To be done:
Could every line of the data be printed exactly as it reads?

Dataset content:

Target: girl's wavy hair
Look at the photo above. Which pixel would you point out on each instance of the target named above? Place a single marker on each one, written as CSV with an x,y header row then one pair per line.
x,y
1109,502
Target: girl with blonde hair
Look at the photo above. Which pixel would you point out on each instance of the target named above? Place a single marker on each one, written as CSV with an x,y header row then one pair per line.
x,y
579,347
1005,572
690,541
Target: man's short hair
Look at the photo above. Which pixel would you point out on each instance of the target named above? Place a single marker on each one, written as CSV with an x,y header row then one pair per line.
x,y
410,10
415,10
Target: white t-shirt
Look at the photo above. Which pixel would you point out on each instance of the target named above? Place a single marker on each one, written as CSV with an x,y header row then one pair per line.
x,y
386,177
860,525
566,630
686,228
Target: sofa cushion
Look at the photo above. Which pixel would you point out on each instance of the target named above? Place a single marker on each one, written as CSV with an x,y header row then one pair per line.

Right answer:
Target: girl's wavy hair
Look at the photo above. Which pixel would you point out on each instance of the target named above? Place a single marker on each one, written as CSV with an x,y header row then one pair per line.
x,y
1109,502
Target: girl with blonde hair
Look at the photo above. Which pixel would you point out on each instance of the target named above? Place a single marker on each one, written as CSV with an x,y header row then one pair per line.
x,y
579,347
1005,572
690,541
Target: man's short hair
Look at the photo above. Which pixel would you point out on each instance of the target named above? Place a single marker on each one, written as CSV with an x,y header row then one pair per line.
x,y
410,10
415,10
Target: white t-shirt
Look at the photo above. Which pixel would you point out on each instance of the target named above? Place a single marker on each one, written as CSV with an x,y header row then one pair per line.
x,y
386,177
860,525
566,630
686,228
Target: sofa cushion
Look at the photo above. Which pixel would you point out on each instance of the target named above? Place a single marker on each one, written as CSV with an x,y header row then one pair per line.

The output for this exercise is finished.